- _Données de l'exercice_:
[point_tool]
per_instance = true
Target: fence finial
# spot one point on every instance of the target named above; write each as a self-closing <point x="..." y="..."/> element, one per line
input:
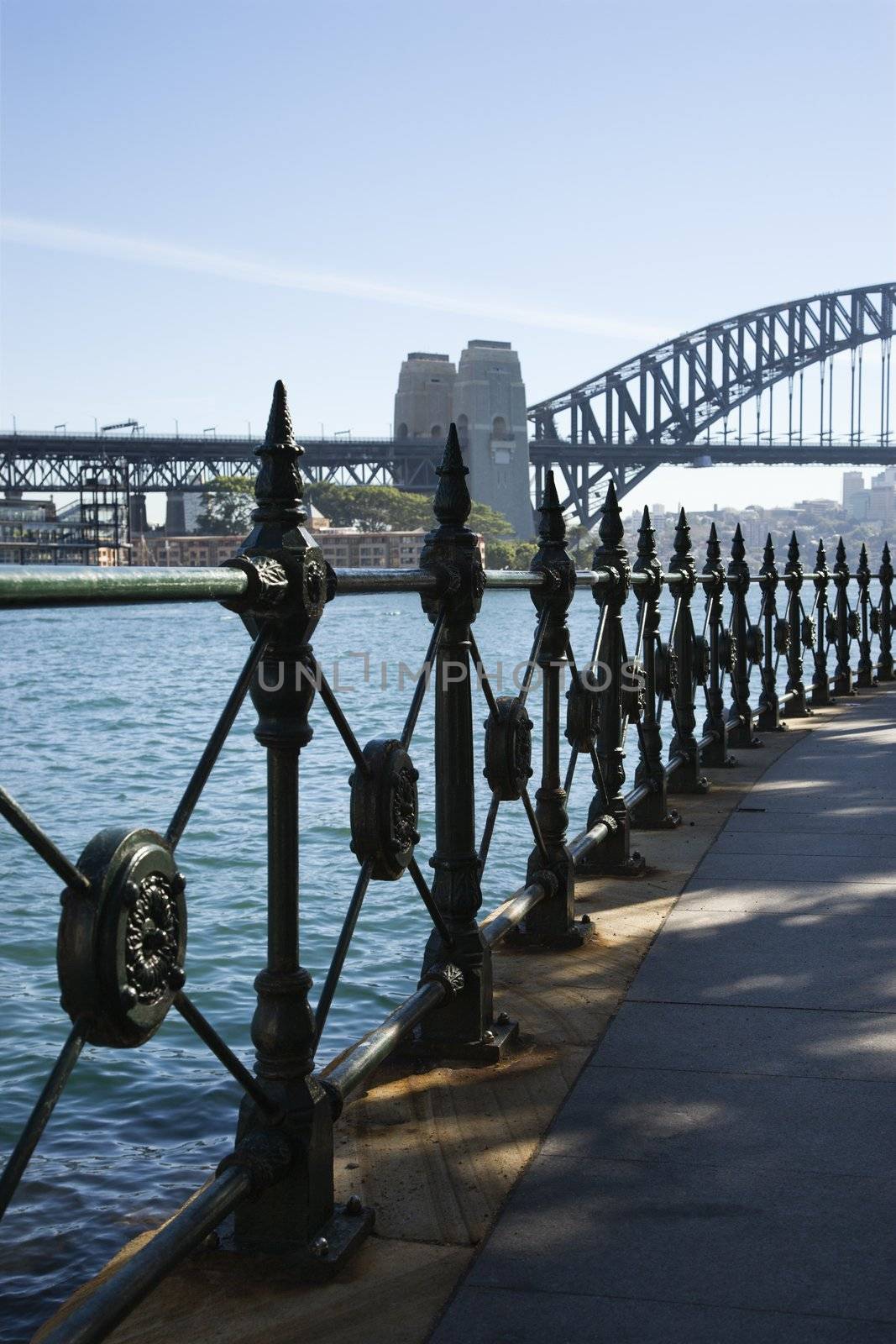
<point x="738" y="549"/>
<point x="280" y="423"/>
<point x="647" y="538"/>
<point x="553" y="526"/>
<point x="452" y="504"/>
<point x="683" y="537"/>
<point x="768" y="555"/>
<point x="278" y="487"/>
<point x="611" y="530"/>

- _Objectif_: Réécrivez toutes les lignes ci-dessus sous forme de liste numérotée, en omettant les lignes vides. N'incluez pas l'image dans la réponse.

- _Résultat attendu_:
1. [point_tool]
2. per_instance = true
3. Target: fence finial
4. # spot one point on every instance of the target named above; write each as a self-closing <point x="..." y="..."/> element, one per line
5. input:
6. <point x="738" y="549"/>
7. <point x="280" y="423"/>
8. <point x="647" y="538"/>
9. <point x="553" y="526"/>
10. <point x="452" y="504"/>
11. <point x="683" y="537"/>
12. <point x="768" y="555"/>
13. <point x="278" y="487"/>
14. <point x="611" y="530"/>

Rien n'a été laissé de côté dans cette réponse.